ROWS:
--- begin ---

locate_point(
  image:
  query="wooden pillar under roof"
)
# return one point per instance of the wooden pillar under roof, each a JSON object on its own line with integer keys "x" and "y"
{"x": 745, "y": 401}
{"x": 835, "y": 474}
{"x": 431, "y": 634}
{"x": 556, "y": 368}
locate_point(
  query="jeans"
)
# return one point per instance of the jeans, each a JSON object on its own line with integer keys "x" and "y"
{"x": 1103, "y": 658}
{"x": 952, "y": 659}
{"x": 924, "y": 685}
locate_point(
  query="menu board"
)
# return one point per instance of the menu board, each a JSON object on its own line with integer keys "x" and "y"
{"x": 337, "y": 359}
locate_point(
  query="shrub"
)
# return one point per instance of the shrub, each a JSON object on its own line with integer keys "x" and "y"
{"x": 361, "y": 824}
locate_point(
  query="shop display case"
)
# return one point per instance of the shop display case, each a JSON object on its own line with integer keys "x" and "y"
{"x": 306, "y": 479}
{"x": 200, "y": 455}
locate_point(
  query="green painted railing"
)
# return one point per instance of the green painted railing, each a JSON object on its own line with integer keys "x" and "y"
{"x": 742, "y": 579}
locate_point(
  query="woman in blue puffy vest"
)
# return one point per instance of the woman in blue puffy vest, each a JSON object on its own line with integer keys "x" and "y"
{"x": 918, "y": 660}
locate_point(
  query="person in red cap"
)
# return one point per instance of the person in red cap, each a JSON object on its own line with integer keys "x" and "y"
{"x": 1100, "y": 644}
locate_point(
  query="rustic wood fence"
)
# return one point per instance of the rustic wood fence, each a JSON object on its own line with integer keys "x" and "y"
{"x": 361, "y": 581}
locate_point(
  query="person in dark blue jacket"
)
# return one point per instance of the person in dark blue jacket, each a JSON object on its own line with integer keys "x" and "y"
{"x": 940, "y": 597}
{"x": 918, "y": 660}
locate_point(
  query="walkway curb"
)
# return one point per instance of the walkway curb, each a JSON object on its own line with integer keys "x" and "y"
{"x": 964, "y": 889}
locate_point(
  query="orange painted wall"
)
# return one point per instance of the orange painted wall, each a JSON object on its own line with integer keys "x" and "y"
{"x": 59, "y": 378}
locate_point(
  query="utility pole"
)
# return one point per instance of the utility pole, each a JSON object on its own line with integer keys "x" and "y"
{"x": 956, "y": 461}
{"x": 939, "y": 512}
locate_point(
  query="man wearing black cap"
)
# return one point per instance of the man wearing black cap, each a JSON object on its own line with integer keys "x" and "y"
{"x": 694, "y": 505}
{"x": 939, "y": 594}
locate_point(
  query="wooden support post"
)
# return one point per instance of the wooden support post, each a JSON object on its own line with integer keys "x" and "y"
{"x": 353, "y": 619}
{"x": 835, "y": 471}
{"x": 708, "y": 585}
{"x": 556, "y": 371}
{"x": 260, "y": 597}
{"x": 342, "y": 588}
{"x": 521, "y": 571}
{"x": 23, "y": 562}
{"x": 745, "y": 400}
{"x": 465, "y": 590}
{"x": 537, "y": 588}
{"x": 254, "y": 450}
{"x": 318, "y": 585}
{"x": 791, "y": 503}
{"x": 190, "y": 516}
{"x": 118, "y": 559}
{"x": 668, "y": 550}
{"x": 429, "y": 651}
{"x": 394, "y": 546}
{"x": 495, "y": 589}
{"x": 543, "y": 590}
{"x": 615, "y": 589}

--- end ---

WORK TO BE COMPLETED: Your task is to reproduce the whole listing exactly.

EXERCISE SOLUTION:
locate_point(
  image:
  query="wooden pillar under roof"
)
# return one point per instance of the wooden pillar under roof, each a JSON object on its own line with integer keys "x" and "y"
{"x": 745, "y": 401}
{"x": 835, "y": 474}
{"x": 431, "y": 634}
{"x": 556, "y": 368}
locate_point(
  query="jeans"
)
# return one point per instance of the jeans, each a JSON object on its own line with integer keys "x" and "y"
{"x": 1103, "y": 658}
{"x": 952, "y": 659}
{"x": 924, "y": 685}
locate_point(
  query="menu board"
)
# return one point per instance of the menu board, each a JSON object on its own line with integer keys "x" and "y"
{"x": 337, "y": 359}
locate_point(
  query="shrub"
)
# return one point per instance of the shrub, each a JSON object on its own line with integer keys "x" and "y"
{"x": 361, "y": 824}
locate_point(
  query="shop display case"
)
# return one point per instance of the shop display case, each a JSON object on its own line with integer keys "x" and "y"
{"x": 306, "y": 479}
{"x": 200, "y": 455}
locate_point(
  query="green painted railing"
)
# return one point per instance of the green painted railing, each a JSON object on its own line with integer keys "x" and "y"
{"x": 742, "y": 579}
locate_point(
  query="woman in blue puffy vest"
)
# return one point per instance of the woman in blue puffy vest, each a JSON object on its own line with integer keys "x" and "y"
{"x": 918, "y": 660}
locate_point(
  query="person in red cap"
)
# return one point per instance of the person in red cap, each a JSON object on its own line with integer keys "x" and "y"
{"x": 1100, "y": 644}
locate_point(
  query="rustic wood fence"
)
# return one point per instance of the rustic wood fence, each a JSON object on its own line with integer keys "x" and "y"
{"x": 361, "y": 581}
locate_point(
  query="person in dark blue jacket"
)
# return one point per instance of the person in dark blue jacket, each a JSON object on its own line with integer keys "x" and "y"
{"x": 940, "y": 597}
{"x": 918, "y": 660}
locate_point(
  query="walkway curb"
)
# return one point per instance of the walkway curb, each a JSON object on its own line with integer keys "x" and "y"
{"x": 964, "y": 889}
locate_point(
  query="orange painted wall"
)
# return one point per instance of the orange painted wall, each a JSON object on its own line with integer keys "x" and "y"
{"x": 59, "y": 378}
locate_point(
  query="utility pole"
)
# return one point per instance of the utility pole, each a JSON object on its own line with integer keys "x" and "y"
{"x": 956, "y": 461}
{"x": 939, "y": 512}
locate_point(
  query="man wearing black cap"
)
# return one point per instance of the man wearing black cap, each a JSON object on its own line with integer keys "x" and "y"
{"x": 694, "y": 505}
{"x": 939, "y": 594}
locate_point(
  query="wooden support post"
)
# return one point per instance of the wooden support post, each a JSON object on its own line with integer keys "x" and "y"
{"x": 353, "y": 619}
{"x": 835, "y": 471}
{"x": 708, "y": 585}
{"x": 556, "y": 371}
{"x": 260, "y": 597}
{"x": 342, "y": 588}
{"x": 521, "y": 571}
{"x": 23, "y": 562}
{"x": 745, "y": 400}
{"x": 465, "y": 590}
{"x": 537, "y": 588}
{"x": 254, "y": 450}
{"x": 318, "y": 585}
{"x": 791, "y": 503}
{"x": 190, "y": 516}
{"x": 118, "y": 559}
{"x": 668, "y": 550}
{"x": 429, "y": 651}
{"x": 394, "y": 546}
{"x": 495, "y": 589}
{"x": 543, "y": 590}
{"x": 615, "y": 589}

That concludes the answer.